• Stated problem
Identify every line in the records below that contains the word "green", and copy each such line.
>>>
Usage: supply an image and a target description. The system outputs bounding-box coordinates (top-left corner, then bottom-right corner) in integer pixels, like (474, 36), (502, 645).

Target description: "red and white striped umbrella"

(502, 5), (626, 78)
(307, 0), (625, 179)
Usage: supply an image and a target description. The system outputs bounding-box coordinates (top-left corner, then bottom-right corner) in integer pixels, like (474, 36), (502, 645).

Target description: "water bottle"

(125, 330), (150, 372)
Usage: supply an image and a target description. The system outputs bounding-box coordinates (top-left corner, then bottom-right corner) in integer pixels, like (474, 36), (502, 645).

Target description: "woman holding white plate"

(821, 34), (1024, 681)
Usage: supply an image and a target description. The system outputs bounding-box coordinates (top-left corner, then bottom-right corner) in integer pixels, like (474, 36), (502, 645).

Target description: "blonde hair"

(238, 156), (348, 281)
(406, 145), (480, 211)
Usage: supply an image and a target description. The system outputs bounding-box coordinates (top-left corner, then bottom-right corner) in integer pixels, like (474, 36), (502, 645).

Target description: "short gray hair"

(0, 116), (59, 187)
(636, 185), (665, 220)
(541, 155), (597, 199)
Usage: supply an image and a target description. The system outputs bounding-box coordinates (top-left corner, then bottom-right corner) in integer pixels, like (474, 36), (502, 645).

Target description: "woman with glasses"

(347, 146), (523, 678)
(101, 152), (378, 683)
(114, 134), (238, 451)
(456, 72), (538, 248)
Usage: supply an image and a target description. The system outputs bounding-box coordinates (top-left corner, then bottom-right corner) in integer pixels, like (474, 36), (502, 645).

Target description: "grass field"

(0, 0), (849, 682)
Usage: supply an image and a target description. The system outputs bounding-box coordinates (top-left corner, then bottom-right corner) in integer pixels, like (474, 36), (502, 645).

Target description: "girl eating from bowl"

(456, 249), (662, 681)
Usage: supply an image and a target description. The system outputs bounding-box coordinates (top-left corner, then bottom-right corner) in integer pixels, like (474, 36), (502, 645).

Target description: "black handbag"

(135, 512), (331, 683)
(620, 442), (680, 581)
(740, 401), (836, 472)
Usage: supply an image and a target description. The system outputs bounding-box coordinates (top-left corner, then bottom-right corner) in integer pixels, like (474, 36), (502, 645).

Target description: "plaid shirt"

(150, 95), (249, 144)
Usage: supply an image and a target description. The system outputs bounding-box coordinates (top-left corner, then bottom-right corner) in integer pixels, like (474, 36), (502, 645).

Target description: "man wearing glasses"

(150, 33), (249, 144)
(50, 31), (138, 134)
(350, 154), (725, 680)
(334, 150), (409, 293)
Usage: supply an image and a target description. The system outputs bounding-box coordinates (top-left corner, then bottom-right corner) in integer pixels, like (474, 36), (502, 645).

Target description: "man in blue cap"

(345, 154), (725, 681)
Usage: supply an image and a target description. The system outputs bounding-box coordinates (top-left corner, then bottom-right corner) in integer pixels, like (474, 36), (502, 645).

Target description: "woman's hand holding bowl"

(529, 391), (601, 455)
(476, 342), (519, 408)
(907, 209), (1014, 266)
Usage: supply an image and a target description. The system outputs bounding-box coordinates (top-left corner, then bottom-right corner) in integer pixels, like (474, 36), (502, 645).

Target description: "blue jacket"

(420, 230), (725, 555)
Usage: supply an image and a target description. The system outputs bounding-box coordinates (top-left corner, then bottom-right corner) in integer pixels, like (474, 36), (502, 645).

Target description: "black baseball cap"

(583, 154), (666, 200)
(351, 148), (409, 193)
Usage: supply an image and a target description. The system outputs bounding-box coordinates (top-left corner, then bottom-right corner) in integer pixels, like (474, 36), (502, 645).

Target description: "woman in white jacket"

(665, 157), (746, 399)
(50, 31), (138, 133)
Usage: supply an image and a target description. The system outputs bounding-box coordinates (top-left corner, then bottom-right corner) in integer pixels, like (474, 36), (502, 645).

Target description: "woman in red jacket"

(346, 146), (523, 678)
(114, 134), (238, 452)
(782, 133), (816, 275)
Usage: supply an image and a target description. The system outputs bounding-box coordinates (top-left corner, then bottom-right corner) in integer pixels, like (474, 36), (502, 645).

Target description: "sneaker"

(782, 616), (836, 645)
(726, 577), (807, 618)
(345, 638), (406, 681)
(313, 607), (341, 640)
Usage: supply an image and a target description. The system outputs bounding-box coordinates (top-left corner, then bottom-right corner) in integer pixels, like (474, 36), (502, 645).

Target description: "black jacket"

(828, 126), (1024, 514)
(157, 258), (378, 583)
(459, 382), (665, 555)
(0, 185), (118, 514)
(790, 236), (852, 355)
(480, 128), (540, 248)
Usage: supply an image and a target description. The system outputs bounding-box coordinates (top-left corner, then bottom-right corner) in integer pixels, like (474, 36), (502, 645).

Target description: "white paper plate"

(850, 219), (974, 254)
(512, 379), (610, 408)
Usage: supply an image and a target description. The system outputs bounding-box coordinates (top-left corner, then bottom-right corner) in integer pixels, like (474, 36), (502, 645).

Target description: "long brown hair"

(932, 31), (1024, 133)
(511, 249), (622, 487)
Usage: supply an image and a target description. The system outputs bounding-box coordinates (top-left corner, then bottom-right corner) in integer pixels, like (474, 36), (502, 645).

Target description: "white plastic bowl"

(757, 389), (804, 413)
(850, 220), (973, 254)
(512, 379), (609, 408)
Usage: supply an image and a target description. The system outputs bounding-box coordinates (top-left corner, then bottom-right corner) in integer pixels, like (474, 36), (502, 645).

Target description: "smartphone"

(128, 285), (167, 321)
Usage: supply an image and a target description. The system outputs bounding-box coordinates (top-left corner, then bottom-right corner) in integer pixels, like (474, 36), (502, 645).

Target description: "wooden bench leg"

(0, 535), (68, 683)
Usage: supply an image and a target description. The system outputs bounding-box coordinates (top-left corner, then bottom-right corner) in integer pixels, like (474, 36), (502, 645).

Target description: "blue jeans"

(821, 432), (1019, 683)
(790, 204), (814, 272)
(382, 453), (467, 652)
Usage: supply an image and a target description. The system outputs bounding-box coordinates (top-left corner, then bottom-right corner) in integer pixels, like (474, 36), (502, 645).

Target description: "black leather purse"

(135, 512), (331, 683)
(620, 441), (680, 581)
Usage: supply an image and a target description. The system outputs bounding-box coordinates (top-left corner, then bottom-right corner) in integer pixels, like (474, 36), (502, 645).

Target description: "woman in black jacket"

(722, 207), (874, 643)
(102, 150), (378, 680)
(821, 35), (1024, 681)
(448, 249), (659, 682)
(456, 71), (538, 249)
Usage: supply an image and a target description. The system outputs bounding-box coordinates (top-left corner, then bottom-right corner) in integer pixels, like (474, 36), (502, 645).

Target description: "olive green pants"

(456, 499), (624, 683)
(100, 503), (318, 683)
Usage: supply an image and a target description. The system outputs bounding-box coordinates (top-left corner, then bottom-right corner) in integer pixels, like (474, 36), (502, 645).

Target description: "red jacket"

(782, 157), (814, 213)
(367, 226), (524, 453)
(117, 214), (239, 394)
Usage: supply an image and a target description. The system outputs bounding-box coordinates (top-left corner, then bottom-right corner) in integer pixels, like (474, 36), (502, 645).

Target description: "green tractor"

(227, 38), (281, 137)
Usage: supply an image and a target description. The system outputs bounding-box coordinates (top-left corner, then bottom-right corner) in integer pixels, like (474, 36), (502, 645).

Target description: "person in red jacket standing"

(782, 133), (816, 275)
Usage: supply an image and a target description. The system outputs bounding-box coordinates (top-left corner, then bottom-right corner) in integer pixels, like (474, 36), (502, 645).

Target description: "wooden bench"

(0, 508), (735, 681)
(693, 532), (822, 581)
<<<
• Written reply
Target description: "olive green pants"
Target description: "green tractor"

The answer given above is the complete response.